- BRIEF -
Where does the string "background" occur in the records? Copy each line that holds it.
PROVIDED DATA Block Start
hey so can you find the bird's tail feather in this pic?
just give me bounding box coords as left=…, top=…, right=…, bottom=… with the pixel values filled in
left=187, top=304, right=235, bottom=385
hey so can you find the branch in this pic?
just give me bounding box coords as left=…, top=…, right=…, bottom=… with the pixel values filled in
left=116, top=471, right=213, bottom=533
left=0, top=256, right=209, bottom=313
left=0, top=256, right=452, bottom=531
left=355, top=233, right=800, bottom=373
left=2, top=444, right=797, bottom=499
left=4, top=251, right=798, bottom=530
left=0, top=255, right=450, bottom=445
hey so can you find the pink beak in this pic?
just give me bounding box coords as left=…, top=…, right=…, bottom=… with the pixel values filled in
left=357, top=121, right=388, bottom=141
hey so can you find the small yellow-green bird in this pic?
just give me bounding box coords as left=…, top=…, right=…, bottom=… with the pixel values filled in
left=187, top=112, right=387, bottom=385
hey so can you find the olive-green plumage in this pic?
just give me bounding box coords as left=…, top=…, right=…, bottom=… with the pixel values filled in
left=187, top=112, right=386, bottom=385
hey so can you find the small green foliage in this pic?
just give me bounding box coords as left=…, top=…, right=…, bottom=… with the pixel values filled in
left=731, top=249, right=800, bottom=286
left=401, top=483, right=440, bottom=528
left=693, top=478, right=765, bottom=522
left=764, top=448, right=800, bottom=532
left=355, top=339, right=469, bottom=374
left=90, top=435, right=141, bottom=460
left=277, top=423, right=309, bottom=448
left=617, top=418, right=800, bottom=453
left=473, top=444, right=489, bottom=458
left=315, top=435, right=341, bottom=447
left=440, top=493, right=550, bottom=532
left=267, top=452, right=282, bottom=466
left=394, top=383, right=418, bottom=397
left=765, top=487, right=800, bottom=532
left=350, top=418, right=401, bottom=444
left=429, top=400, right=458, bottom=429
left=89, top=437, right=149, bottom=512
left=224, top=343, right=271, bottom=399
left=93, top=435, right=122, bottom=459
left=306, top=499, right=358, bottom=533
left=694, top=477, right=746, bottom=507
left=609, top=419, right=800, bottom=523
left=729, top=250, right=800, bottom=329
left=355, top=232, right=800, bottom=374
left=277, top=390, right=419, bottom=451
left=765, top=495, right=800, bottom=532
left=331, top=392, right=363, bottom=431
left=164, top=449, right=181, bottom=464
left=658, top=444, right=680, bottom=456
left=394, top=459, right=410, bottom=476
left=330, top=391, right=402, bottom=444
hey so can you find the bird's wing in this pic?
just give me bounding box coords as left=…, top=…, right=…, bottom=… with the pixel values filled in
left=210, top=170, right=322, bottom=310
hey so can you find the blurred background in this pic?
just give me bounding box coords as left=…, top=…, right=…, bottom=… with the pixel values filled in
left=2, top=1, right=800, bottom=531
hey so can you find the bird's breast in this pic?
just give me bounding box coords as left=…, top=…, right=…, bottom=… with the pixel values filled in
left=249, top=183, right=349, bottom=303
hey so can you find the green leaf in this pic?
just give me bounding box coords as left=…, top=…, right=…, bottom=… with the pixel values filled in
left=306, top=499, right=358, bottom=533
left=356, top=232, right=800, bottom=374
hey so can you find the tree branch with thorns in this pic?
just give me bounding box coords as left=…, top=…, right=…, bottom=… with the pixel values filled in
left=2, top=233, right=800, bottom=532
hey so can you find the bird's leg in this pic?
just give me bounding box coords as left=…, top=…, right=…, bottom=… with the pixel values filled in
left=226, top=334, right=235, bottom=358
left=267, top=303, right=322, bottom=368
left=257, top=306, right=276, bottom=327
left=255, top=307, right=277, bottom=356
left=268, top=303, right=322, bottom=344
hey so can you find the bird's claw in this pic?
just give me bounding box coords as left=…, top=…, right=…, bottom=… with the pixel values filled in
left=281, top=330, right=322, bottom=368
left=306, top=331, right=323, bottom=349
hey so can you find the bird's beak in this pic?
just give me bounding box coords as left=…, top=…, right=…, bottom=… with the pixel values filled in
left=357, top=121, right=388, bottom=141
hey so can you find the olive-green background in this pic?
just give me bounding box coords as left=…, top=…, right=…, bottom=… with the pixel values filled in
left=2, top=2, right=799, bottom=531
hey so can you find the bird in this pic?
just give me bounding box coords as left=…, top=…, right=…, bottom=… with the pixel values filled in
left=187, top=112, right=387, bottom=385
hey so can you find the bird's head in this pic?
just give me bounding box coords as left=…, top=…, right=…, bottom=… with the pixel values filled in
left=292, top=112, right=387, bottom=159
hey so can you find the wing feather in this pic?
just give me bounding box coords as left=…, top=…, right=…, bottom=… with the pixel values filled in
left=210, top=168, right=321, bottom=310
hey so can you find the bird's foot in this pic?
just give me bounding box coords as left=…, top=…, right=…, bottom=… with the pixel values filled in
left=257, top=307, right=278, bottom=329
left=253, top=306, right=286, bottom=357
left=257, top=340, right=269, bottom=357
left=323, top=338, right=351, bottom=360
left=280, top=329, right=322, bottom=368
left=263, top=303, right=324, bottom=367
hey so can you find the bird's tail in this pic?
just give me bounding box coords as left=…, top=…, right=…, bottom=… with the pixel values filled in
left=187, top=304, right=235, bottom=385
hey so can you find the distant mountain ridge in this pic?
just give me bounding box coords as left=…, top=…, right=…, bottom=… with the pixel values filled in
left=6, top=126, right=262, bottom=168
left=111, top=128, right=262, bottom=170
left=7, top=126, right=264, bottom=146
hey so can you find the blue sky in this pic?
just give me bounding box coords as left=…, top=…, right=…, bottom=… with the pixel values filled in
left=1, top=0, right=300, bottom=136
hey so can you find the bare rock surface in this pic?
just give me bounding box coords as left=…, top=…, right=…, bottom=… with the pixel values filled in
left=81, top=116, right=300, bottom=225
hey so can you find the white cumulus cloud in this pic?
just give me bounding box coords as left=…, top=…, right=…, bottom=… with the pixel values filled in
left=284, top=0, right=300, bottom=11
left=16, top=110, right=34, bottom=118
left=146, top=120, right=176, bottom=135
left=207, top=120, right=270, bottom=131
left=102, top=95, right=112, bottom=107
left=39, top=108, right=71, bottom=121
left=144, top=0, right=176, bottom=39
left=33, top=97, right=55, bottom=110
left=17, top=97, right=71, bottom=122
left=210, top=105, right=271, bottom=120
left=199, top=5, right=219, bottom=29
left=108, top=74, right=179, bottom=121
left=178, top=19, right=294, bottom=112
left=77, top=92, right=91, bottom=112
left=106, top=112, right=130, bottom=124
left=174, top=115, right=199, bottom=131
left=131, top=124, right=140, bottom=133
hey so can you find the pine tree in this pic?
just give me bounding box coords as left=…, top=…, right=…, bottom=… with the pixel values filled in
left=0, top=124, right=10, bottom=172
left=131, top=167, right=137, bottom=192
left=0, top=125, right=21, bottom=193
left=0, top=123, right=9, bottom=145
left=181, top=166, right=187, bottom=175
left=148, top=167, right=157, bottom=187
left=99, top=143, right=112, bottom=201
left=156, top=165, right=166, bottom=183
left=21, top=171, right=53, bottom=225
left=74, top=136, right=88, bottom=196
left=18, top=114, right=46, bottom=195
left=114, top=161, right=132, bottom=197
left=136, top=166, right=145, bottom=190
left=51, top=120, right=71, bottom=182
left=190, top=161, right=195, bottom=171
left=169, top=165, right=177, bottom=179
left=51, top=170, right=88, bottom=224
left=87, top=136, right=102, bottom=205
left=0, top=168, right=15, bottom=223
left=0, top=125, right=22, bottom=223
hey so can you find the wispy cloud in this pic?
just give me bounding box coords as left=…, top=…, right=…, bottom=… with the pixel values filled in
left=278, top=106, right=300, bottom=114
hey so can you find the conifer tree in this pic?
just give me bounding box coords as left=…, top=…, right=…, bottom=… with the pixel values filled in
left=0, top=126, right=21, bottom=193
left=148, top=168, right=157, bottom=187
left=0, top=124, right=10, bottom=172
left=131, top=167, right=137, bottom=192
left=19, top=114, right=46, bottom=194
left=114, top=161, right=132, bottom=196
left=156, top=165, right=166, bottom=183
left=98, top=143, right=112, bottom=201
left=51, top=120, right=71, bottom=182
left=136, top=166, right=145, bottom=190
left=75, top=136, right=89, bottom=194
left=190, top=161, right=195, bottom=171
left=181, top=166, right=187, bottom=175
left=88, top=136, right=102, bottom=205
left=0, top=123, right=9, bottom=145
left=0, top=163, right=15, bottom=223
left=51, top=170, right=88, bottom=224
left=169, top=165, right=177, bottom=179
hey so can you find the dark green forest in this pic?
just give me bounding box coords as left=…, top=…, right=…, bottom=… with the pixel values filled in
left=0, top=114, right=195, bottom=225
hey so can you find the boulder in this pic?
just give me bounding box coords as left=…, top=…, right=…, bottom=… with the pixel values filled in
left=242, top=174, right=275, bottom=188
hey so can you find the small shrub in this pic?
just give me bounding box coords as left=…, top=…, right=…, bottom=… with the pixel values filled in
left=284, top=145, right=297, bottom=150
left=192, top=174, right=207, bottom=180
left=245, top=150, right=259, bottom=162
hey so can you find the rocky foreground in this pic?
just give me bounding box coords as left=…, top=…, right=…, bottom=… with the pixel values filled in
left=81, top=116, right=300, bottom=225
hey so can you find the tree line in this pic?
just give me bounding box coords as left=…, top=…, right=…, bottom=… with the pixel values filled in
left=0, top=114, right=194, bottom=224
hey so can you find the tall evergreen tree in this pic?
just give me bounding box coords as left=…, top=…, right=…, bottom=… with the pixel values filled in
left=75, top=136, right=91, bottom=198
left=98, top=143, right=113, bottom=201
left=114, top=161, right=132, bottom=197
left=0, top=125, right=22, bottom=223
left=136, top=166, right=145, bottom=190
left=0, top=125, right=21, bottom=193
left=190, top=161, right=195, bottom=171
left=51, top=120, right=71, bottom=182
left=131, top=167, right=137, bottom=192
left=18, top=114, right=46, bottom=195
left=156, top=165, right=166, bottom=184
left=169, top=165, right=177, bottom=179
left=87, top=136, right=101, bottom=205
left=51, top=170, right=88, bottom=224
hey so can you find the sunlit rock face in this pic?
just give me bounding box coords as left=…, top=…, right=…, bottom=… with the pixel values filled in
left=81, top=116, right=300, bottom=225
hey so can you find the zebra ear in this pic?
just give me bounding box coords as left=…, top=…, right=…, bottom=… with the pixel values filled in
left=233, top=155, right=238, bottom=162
PROVIDED DATA Block End
- OUTPUT -
hey so can you find the blurred background in this pic?
hey so can you find the olive-green background in this pic?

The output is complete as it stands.